Answer these questions using the magazine review below.
1. In what year did The Vintage Magazine first appear?
2. What color was the Jaguar XKR 'S' cabriolet driven to the hotel?
3. On the edge of which village is Le Manoir located?

## Study text
-*-*-

It took a Frenchman to lead the revolution in British cuisine and an Indian company to show us how to build our own iconic sports cars, and they have both exceeded all expectations.
Since The Vintage Magazine first appeared in 2012, we have gained a reputation for combining hotels with car reviews, and we have had some pretty impressive ‘combinations’, but our latest must rate as one of the best yet.
One sunny day in July we were fortunate to travel to the internationally renowned Belmond Le Manoir Aux Quat’Saisons in a very pretty, head turning, French racing blue Jaguar XKR ‘S’ cabriolet. Expectations were high!
Le Manoir is set in rural Oxfordshire, so a SatNav was most welcome to help us find the hotel which is located on the edge of the impossibly pretty village of Great Milton. On arriving at Le Manoir’s car park we were amused to see not only one but three hardtop models of the Jaguar XK , so we knew we had chosen the right ‘partner’ for this review but smugly thought that ‘our’ model was much prettier.

-*-*-

## Provided records
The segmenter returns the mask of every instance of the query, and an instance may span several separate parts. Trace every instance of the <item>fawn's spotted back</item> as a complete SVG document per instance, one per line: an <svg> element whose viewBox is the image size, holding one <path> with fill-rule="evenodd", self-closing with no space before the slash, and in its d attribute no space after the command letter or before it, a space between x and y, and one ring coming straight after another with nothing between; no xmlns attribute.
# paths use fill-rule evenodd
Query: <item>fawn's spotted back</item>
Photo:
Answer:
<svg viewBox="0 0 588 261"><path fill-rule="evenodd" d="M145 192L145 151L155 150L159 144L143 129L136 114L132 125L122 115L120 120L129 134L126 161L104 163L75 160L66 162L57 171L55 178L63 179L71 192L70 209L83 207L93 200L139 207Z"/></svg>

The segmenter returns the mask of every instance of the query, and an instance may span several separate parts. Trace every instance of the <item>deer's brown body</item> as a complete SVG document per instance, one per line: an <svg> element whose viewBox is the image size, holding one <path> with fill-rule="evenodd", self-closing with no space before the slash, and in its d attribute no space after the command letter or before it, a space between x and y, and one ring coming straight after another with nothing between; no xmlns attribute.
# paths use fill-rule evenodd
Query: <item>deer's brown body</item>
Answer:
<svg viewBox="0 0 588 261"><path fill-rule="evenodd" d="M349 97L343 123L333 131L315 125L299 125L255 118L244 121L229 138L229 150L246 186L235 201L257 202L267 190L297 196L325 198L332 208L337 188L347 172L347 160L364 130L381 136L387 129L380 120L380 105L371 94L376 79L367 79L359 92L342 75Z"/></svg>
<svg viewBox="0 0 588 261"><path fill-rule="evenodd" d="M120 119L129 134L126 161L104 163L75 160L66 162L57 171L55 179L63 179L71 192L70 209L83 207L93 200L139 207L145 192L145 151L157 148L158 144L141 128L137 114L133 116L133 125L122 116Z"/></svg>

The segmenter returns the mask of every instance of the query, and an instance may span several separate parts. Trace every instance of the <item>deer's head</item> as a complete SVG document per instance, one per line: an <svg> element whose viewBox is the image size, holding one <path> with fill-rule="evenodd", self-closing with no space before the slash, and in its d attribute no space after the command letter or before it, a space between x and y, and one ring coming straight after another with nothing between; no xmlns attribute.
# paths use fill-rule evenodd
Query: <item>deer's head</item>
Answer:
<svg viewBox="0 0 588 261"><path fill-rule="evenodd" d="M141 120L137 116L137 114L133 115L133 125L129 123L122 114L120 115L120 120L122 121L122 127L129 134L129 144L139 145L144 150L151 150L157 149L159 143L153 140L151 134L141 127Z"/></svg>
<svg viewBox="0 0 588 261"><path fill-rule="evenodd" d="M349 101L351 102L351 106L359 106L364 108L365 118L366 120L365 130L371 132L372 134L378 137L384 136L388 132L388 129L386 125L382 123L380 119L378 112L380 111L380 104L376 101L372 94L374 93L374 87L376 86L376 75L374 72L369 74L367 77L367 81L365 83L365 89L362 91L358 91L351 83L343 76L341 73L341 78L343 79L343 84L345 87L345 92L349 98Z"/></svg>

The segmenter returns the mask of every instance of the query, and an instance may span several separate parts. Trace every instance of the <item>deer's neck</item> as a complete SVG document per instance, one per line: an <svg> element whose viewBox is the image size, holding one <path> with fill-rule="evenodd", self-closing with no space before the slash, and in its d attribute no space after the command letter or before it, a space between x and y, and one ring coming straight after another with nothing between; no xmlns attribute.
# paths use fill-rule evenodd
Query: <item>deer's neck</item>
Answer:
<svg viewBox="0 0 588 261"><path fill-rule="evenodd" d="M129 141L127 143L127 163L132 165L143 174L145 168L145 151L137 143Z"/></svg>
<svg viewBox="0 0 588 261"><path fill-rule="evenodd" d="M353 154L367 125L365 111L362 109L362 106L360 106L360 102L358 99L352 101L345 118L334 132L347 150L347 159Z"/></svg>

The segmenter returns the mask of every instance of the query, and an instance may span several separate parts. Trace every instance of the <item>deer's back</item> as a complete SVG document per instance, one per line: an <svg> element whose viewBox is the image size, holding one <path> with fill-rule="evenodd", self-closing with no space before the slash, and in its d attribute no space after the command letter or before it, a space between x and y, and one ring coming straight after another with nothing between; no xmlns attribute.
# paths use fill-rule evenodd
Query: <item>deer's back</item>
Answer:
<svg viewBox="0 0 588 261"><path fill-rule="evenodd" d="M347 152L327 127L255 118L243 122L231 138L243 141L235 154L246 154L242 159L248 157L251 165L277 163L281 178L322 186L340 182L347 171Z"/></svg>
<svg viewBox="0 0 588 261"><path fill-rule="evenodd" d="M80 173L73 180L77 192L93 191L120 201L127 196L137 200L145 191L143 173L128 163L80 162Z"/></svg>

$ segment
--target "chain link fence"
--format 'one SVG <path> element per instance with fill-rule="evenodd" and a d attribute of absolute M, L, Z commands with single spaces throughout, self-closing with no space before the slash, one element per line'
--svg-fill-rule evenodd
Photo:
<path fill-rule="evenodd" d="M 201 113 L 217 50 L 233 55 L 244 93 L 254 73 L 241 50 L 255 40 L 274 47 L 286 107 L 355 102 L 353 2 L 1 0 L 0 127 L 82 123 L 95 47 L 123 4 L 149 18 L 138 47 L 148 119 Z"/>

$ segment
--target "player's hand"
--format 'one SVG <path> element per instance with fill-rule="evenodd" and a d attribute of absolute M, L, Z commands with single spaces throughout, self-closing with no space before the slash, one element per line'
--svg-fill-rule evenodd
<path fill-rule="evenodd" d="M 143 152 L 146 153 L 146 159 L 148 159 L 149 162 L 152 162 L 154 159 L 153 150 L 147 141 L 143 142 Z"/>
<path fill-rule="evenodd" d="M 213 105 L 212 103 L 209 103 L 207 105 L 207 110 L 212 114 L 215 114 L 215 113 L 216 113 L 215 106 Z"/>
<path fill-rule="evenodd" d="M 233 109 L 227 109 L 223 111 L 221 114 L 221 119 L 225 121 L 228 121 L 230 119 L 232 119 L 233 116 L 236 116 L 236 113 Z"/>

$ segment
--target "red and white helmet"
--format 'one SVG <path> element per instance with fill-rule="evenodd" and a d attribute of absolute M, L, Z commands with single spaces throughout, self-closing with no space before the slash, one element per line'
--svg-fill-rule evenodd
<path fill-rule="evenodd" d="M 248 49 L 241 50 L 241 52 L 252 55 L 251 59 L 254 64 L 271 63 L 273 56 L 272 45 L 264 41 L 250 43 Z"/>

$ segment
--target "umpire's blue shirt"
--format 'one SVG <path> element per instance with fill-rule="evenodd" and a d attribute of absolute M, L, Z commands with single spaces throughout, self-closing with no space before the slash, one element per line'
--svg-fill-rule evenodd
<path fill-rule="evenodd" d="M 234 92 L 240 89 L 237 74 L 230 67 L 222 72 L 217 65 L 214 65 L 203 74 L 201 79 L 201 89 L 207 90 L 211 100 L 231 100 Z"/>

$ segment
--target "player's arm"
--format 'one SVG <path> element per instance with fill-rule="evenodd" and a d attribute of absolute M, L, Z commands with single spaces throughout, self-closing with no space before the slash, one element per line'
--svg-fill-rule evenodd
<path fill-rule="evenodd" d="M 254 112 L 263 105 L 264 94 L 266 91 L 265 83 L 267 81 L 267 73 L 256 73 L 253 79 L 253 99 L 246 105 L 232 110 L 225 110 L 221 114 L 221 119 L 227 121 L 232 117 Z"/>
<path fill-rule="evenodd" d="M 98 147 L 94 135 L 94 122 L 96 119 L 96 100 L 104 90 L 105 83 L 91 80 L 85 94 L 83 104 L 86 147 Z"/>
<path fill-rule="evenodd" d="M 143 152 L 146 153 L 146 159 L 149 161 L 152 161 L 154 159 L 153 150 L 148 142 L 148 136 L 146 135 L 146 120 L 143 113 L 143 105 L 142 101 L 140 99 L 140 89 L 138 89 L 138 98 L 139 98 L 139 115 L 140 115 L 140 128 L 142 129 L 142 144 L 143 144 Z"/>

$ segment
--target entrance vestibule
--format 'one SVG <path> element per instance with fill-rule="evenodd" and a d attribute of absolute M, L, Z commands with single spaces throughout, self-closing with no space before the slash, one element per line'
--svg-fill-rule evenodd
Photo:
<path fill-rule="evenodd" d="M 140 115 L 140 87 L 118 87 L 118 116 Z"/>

-*-*-

## Solution to this problem
1. 2012
2. French racing blue
3. Great Milton